↓↓↓

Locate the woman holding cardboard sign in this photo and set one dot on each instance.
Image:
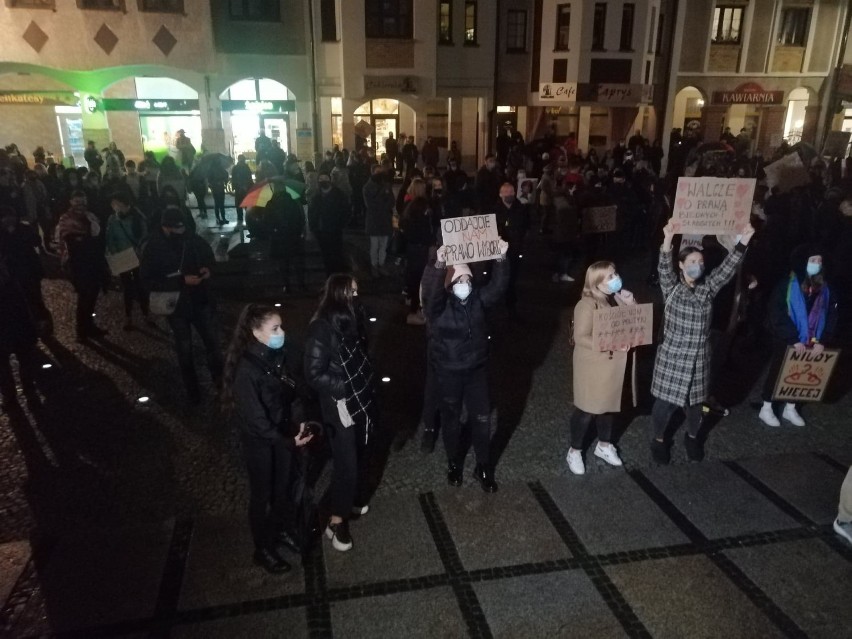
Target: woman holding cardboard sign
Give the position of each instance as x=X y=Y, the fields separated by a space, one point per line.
x=599 y=376
x=682 y=369
x=802 y=314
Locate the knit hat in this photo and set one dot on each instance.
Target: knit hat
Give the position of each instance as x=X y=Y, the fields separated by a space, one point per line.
x=455 y=272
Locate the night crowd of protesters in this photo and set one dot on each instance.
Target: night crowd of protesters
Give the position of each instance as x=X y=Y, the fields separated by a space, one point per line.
x=782 y=282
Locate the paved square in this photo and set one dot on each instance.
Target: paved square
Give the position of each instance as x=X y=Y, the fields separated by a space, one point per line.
x=501 y=529
x=559 y=604
x=689 y=597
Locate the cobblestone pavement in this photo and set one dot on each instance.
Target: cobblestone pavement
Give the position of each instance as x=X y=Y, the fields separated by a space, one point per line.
x=119 y=518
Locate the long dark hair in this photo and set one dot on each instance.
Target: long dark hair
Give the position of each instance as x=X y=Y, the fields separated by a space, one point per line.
x=252 y=317
x=337 y=305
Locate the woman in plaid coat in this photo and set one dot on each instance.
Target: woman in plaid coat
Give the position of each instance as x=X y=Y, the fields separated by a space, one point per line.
x=682 y=369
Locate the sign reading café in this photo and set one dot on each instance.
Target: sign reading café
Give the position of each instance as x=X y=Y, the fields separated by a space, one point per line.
x=749 y=93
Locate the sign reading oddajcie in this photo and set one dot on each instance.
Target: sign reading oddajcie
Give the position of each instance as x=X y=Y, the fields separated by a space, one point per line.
x=804 y=377
x=622 y=327
x=473 y=238
x=712 y=206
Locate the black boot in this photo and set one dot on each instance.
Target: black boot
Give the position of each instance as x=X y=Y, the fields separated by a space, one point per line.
x=270 y=561
x=454 y=473
x=485 y=475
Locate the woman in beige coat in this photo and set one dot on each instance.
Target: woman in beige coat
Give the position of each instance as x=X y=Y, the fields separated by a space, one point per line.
x=598 y=376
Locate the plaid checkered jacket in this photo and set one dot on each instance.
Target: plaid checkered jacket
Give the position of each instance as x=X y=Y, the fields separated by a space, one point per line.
x=682 y=368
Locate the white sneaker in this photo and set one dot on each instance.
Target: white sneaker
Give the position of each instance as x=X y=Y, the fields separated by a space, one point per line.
x=575 y=462
x=792 y=415
x=844 y=529
x=608 y=454
x=768 y=417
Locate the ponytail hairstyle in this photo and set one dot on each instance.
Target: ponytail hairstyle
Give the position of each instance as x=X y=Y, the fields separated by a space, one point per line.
x=252 y=317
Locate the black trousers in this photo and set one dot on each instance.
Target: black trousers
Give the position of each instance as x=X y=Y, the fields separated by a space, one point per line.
x=204 y=320
x=470 y=388
x=131 y=286
x=270 y=466
x=662 y=413
x=580 y=423
x=350 y=454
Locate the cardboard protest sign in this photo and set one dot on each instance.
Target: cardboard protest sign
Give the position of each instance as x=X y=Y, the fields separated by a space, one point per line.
x=599 y=219
x=712 y=206
x=786 y=173
x=621 y=327
x=804 y=378
x=472 y=238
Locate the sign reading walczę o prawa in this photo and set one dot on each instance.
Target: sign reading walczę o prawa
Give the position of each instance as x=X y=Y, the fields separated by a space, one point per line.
x=804 y=377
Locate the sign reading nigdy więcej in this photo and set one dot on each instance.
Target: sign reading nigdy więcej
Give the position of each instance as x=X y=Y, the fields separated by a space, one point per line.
x=712 y=206
x=473 y=238
x=804 y=376
x=622 y=327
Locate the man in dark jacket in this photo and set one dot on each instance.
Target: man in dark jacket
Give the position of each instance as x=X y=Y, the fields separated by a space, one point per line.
x=175 y=260
x=379 y=204
x=458 y=352
x=513 y=220
x=328 y=213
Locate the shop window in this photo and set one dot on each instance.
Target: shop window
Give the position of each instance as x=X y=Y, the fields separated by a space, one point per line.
x=560 y=70
x=470 y=22
x=259 y=10
x=161 y=6
x=727 y=24
x=516 y=32
x=389 y=19
x=328 y=20
x=445 y=22
x=563 y=27
x=599 y=26
x=793 y=27
x=627 y=16
x=107 y=5
x=31 y=4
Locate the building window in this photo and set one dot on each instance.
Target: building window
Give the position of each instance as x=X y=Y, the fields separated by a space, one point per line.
x=627 y=14
x=389 y=19
x=470 y=22
x=793 y=29
x=599 y=26
x=31 y=4
x=516 y=32
x=261 y=10
x=445 y=22
x=563 y=26
x=108 y=5
x=328 y=20
x=727 y=23
x=161 y=6
x=560 y=70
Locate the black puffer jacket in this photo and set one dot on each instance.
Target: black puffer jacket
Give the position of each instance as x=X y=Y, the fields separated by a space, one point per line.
x=265 y=407
x=458 y=332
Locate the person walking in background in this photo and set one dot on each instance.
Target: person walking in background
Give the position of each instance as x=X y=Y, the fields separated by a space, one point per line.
x=600 y=377
x=338 y=368
x=682 y=368
x=241 y=180
x=327 y=217
x=81 y=251
x=803 y=314
x=257 y=390
x=379 y=205
x=458 y=351
x=127 y=230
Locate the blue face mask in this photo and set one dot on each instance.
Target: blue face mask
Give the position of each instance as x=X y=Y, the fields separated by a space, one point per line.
x=276 y=341
x=615 y=284
x=462 y=290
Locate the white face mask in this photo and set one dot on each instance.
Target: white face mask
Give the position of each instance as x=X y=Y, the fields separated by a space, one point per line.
x=462 y=290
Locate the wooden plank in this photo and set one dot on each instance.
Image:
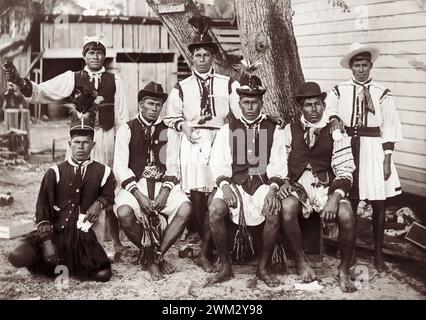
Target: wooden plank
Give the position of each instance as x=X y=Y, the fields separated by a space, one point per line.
x=416 y=19
x=147 y=43
x=412 y=117
x=76 y=35
x=135 y=31
x=366 y=36
x=98 y=29
x=128 y=36
x=89 y=29
x=409 y=103
x=412 y=146
x=46 y=29
x=142 y=30
x=107 y=30
x=413 y=187
x=306 y=6
x=164 y=36
x=401 y=88
x=410 y=159
x=411 y=173
x=155 y=38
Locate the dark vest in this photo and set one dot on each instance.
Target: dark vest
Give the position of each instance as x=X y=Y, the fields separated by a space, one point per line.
x=319 y=156
x=248 y=167
x=106 y=89
x=139 y=143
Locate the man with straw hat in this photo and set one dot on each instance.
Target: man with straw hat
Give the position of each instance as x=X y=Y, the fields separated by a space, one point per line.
x=72 y=197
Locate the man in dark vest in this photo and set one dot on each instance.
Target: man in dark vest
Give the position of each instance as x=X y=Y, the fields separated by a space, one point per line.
x=319 y=177
x=111 y=108
x=151 y=206
x=247 y=168
x=71 y=198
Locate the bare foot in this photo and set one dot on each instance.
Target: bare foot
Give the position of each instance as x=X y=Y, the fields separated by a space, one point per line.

↑↑↑

— GIVEN EXERCISE —
Copy the entries above faithfully and omit every image.

— THE COMPLETED TASK —
Locate the woman holding cardboard sign in this photo and set one dot on each instance.
Image:
Target: woman holding cardboard sign
Give the position of each instance as x=X y=Y, the fields separated by a space, one point per line.
x=599 y=376
x=682 y=369
x=802 y=314
Locate the knit hat in this photo and set one dot on each instance.
Target: knit hat
Give the position of each instance as x=X y=Y, the fields separated by a space, one point per line.
x=455 y=272
Locate the night crowd of protesters in this photo and set one dot on each instance.
Target: night crowd of protesters
Give the position of each instance as x=X y=Y, the fields separated by a space, one point per line.
x=782 y=282
Locate the paved square in this photo and set one dot on each instance.
Target: paved square
Give the position of each instance as x=X y=Y, the fields separated by a space, one point per line.
x=501 y=529
x=559 y=604
x=689 y=597
Locate the cobblestone pavement in this photo and set one dot on each instance.
Target: cobblestone pavement
Give the position of each instance as x=X y=Y, the fields separated by a space, one point per line.
x=119 y=518
Locate the long dark hair in this photo and set one dot on each instance.
Target: long dark hair
Give the position of each instance as x=X y=Y, the fields separated by a space, one point per line.
x=252 y=317
x=337 y=305
Locate the woman in plaid coat in this photo and set one dot on each instance.
Target: woman in plaid coat
Give the position of each instance as x=X y=Y, the fields separated by a space, one point per line.
x=682 y=369
Locate the sign reading café in this photo and set one dot on each instance.
Target: sign reading café
Give the position of each instance as x=X y=Y, the fields separated by a space, one point per line.
x=749 y=93
Locate the sign reading oddajcie in this photo and set one dot on each instance.
Target: sign reading oddajcie
Give the position of each instance as x=X y=Y, the fields separated by a space, one point per line.
x=804 y=377
x=622 y=327
x=473 y=238
x=712 y=206
Locate the black boot in this photo and set one dot on each instance.
Target: black boot
Give the position of each instance as x=X y=Y, the fields separated by a space, one point per line.
x=270 y=561
x=454 y=473
x=485 y=475
Locate the woman in beige coat in this photo and set one dot on each instance.
Target: woman in beige coat
Give the position of each instance as x=X y=Y, the fields separated by a space, one point per line.
x=598 y=376
Locate the plaid checkered jacket in this photo and set one dot on each instance.
Target: plaid checkered jacket
Give the position of each instance as x=X y=Y, the fields separated by a space, one point per line.
x=682 y=368
Locate the white sneaker in this photo and set one dot on each instance.
Target: white sneaker
Give the position of each instance as x=X y=Y, the fields separated by a space, one point per line.
x=575 y=462
x=792 y=415
x=844 y=529
x=608 y=454
x=768 y=417
Locate the ponytail hairstyle in this photo and set one dot on each instance.
Target: ponytail hairstyle
Give the position of each instance as x=X y=Y, the fields separated by a space, one point per line.
x=252 y=317
Locate the black trousers in this photo and set one dot on each instance.
Target: black trousers
Give the position of each instance as x=X y=Y, the fields separated by a space, one point per line.
x=204 y=320
x=470 y=388
x=131 y=286
x=270 y=466
x=662 y=413
x=580 y=423
x=350 y=454
Locate the cardboard protest sign in this photo and set one dot on each instance.
Target: cardboard protest sign
Give the position of each instance as x=X y=Y, the fields separated by a space, one point per line.
x=599 y=219
x=712 y=206
x=786 y=173
x=621 y=327
x=804 y=378
x=472 y=238
Locate the sign reading walczę o prawa in this photo and set one dot on each instance.
Target: sign reading walczę o prawa
Give the position of each instance as x=X y=Y, the fields separated by a space, one point per line.
x=804 y=377
Locate the sign reading nigdy więcej in this photo and set one dot on each instance.
Target: sign reading nigdy więcej
Give the position of each instance as x=X y=Y, the fields separated by a space, one point per line.
x=712 y=206
x=473 y=238
x=804 y=376
x=622 y=327
Locate the man in dark jacket in this photo and set one dot on each instance.
Target: man in dark jacket
Give the position of each instance as x=X y=Y, the fields separated by a space, one point per line.
x=175 y=260
x=379 y=204
x=458 y=352
x=513 y=220
x=328 y=213
Locate the shop window in this photo and set one dot on each instance.
Target: shop window
Give the position of each instance as x=X y=Y, the fields separated by a space, one point per line.
x=560 y=70
x=470 y=22
x=259 y=10
x=161 y=6
x=727 y=24
x=516 y=32
x=389 y=19
x=328 y=20
x=445 y=22
x=563 y=27
x=599 y=26
x=793 y=27
x=627 y=16
x=107 y=5
x=31 y=4
Locate the building window in this photo and set one dot on each instance.
Target: building window
Give the position of each instance as x=X y=Y, the fields separated by a space, one point per line.
x=627 y=14
x=389 y=19
x=470 y=22
x=793 y=29
x=599 y=26
x=31 y=4
x=516 y=32
x=261 y=10
x=445 y=22
x=563 y=26
x=108 y=5
x=328 y=20
x=727 y=23
x=161 y=6
x=560 y=70
Locate the black puffer jacket in this photo and set one dot on each instance.
Target: black puffer jacket
Give the position of each instance as x=X y=Y, the fields separated by a space, one point per line.
x=265 y=407
x=458 y=332
Locate the person walking in background in this photo and set one dot on each instance.
Target: person walking in background
Give the position of each instance as x=X y=Y, the fields separated by a space, one point per line.
x=600 y=377
x=338 y=368
x=682 y=368
x=241 y=180
x=327 y=217
x=81 y=251
x=803 y=314
x=257 y=390
x=379 y=205
x=458 y=351
x=127 y=230
Locate the blue face mask in this photo and set one dot on each instance.
Target: blue face mask
Give the position of each instance as x=X y=Y, the fields separated by a space, one point per line.
x=276 y=341
x=615 y=284
x=462 y=290
Locate the white face mask in this photo and set one dot on each instance.
Target: white face mask
Give the position of each instance as x=X y=Y, the fields separated by a space, one point per line.
x=462 y=290
Locate the wooden plank in this photo and set one dot on each instance.
Image:
Target: wooden plank
Give the position of each instance as x=X y=Y, the fields separated by a space, one point per line.
x=416 y=19
x=147 y=43
x=412 y=117
x=76 y=35
x=135 y=31
x=366 y=36
x=98 y=29
x=128 y=36
x=89 y=29
x=409 y=103
x=412 y=146
x=46 y=29
x=142 y=30
x=107 y=30
x=413 y=187
x=306 y=6
x=164 y=36
x=401 y=88
x=410 y=159
x=411 y=173
x=155 y=38
Locate the dark vest in this photo and set one dot on each instance.
Target: dark vest
Give the position of each instance as x=X y=Y, the fields separated by a space, one point per line.
x=319 y=156
x=248 y=167
x=106 y=89
x=139 y=143
Locate the man with straw hat in this photo and set one dot on each instance.
Target: man with straw hat
Give the position of each instance as x=X y=Y, the fields separated by a space, one point per line.
x=72 y=197
Locate the man in dark vest in this photo and set one dot on each instance.
Target: man in dark vest
Give the position of each instance as x=X y=Y, the fields separated by a space, one point per line.
x=319 y=177
x=111 y=108
x=151 y=206
x=247 y=168
x=71 y=198
Locate the bare foot in this photo and set one dot on each instance.
Target: bare foot
Give the position of each instance as x=X y=Y, the fields separated by a space, one point per line.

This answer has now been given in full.